§ **CHECK YOUR UNDERSTANDING**:
• A. Restate the part of the article on Trust-Region Behavior Blending that starts with "other · 2026-06-01" and ends with "on-policy distillation (OPD).", substituting "allowance" for "budget".
• B. Pick up the article on Trust-Region Behavior Blending after its last sentence and keep writing.

§ **PASSAGE SHOWN**:
====
Trust-Region Behavior Blending Improves On-Policy Distillation

other · 2026-06-01

Researchers have introduced Trust-Region Behavior Blending (TRB), a warmup technique for on-policy distillation (OPD) aimed at improving the quality of initial student rollouts. OPD involves training a student using its own policy prefixes while aligning with a more proficient teacher, but the early rollouts tend to be subpar. TRB enhances this by substituting the initial rollout policy with the behavior policy closest to the teacher within a student-focused KL trust region, while maintaining the per-prefix reverse-KL OPD loss. The KL budget is gradually reduced to zero, allowing a return to standard student rollouts post-warmup. In two math-reasoning distillation scenarios, TRB outperforms all other methods evaluated.

Key facts

TRB is a warmup method for on-policy distillation (OPD).
====
§ **DATA SHOWN**:
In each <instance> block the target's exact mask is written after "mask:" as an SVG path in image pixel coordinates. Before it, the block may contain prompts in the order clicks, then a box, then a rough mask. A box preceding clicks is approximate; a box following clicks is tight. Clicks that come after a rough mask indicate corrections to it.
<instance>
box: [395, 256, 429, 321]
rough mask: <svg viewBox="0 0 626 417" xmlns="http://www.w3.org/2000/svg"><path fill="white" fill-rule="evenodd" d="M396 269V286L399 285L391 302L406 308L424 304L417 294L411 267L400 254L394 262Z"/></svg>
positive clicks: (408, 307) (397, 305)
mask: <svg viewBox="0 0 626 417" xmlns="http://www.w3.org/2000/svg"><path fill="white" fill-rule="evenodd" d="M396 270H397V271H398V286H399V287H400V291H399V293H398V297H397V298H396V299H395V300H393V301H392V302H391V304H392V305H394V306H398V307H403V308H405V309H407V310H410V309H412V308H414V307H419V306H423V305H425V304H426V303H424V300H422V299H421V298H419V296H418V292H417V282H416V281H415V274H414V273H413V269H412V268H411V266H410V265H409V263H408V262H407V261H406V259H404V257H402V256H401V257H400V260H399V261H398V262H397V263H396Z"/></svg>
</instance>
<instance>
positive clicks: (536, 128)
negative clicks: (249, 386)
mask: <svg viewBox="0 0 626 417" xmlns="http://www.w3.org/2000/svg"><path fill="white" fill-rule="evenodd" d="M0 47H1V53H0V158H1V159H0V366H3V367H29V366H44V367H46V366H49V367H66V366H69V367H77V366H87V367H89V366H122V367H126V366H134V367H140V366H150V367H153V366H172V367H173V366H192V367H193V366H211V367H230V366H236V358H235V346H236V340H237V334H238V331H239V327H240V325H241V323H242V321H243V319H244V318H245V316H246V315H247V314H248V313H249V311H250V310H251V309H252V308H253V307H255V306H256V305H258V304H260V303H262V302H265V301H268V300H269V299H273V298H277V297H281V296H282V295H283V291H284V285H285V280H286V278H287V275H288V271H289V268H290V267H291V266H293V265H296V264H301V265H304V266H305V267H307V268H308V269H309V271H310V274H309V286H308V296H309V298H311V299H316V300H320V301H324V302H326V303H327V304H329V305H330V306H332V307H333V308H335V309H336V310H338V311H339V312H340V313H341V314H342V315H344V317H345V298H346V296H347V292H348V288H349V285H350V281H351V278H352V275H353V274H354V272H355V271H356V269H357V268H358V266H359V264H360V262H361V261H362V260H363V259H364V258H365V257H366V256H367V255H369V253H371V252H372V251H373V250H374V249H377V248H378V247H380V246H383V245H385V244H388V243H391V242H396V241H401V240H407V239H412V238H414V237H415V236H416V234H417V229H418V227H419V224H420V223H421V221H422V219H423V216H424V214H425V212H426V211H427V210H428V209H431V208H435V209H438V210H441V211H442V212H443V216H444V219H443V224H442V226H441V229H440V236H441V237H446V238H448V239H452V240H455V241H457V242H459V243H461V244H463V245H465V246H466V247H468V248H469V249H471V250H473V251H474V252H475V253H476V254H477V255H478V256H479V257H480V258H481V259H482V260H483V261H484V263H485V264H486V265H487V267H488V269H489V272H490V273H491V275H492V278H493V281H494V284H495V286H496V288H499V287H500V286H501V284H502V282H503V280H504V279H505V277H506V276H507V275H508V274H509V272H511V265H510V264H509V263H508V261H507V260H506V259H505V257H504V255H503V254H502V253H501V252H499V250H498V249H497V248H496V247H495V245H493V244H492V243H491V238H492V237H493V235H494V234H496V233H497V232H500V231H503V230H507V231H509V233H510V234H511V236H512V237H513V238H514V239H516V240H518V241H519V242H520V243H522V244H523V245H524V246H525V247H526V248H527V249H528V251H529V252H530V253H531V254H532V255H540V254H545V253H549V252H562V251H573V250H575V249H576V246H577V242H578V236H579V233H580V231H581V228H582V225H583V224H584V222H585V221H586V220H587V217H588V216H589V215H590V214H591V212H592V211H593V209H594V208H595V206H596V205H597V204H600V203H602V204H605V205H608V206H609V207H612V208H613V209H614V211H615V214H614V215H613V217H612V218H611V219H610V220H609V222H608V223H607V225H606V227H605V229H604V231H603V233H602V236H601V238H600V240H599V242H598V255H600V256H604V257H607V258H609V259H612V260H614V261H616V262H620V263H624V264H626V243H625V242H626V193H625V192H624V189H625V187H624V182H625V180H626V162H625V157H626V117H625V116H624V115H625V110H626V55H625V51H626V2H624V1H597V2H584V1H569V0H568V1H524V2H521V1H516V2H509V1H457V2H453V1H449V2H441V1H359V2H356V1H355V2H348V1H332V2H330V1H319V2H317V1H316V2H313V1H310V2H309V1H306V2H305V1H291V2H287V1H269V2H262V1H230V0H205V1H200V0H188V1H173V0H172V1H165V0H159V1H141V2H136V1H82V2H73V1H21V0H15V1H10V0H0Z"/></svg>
====
§ **RESULTS OF THE EXERCISE**:
• A.
other · 2026-06-01

Researchers have introduced Trust-Region Behavior Blending (TRB), a warmup technique for on-policy distillation (OPD) aimed at improving the quality of initial student rollouts. OPD involves training a student using its own policy prefixes while aligning with a more proficient teacher, but the early rollouts tend to be subpar. TRB enhances this by substituting the initial rollout policy with the behavior policy closest to the teacher within a student-focused KL trust region, while maintaining the per-prefix reverse-KL OPD loss. The KL allowance is gradually reduced to zero, allowing a return to standard student rollouts post-warmup. In two math-reasoning distillation scenarios, TRB outperforms all other methods evaluated.

Key facts

TRB is a warmup method for on-policy distillation (OPD).

• B.
OPD trains a student on prefixes from its own policy while matching a teacher.
Early student rollouts in OPD can be poor, placing supervision on weak prefixes.
TRB replaces early rollout policy with the closest-to-teacher behavior policy.
Replacement occurs inside a student-centered KL trust region.
The per-prefix reverse-KL OPD loss remains unchanged.
KL budget is annealed to zero, returning to pure student rollouts after warmup.
TRB attains strongest average across two math-reasoning distillation settings.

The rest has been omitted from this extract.